* _Page extract_:
XP is on the desktop pc at home and it works o.k.. 

I have Vista on a new Dell laptop that is possessed. Since it's my first laptop and I do not like the keyboard it does not see much duty. I will upgrade to 7 on the laptop but I'm in no hurry.


----------



## sissy (Sep 7, 2009)

tried to delete


----------



## plowjockey (Aug 18, 2008)

Probably the same mangy dog, with a new flea collar.

It's gone from software to bloatware. We new it had to happen eventually.


----------



## Kung (Jan 19, 2004)

Ok, have fooled around with it for a day.

I have to admit that my very first impression is that it is *MUCH* better than Vista. Vista, IMHO, was sort of 'in your face' - "Hey, look what I can do! Look at this here flashy new program! I can do bling!" 

7, on the other hand, sort of 'gets out of your way.' I upgraded, and then told my wife to use it for a few hours. She told me she likes it much better than Vista. It's slightly faster, easier to use, more intuitive, etc.

I would not have upgraded to Vista from XP; however, I WOULD upgrade to 7 from XP. It's like Vista with almost all of the problems fixed, and new features that are actually worth using (Aero Peek, for instance).

* _Objective_: In the forum thread, which new feature of 7 does Kung give as an example of one worth using? The rows come from a source unrelated to the forum thread.

* _Records supplied_:
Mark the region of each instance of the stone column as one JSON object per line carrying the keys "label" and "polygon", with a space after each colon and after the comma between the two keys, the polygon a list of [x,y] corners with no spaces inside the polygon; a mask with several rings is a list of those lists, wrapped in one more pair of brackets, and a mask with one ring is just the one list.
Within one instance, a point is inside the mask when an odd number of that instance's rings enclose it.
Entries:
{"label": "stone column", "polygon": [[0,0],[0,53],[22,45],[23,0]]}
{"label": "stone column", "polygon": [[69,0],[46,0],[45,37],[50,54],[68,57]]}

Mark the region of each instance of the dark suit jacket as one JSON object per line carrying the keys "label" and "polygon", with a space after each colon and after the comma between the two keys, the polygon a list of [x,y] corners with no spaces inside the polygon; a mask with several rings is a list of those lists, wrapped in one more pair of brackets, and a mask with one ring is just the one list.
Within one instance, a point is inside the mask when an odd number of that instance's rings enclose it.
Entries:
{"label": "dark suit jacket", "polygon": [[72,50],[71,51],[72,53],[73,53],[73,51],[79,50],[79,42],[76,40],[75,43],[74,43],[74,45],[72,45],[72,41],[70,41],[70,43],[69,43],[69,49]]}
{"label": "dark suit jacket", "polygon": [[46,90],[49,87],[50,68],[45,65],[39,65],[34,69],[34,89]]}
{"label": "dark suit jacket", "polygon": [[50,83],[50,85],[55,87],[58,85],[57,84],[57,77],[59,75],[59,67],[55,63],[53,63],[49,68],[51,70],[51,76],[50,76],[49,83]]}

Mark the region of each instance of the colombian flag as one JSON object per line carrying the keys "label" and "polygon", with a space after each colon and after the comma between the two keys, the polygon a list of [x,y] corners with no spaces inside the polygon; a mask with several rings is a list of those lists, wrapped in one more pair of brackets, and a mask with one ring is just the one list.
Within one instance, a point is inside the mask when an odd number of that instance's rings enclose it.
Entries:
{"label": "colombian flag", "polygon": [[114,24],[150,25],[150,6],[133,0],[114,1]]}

* _Response to the exercise_: Aero Peek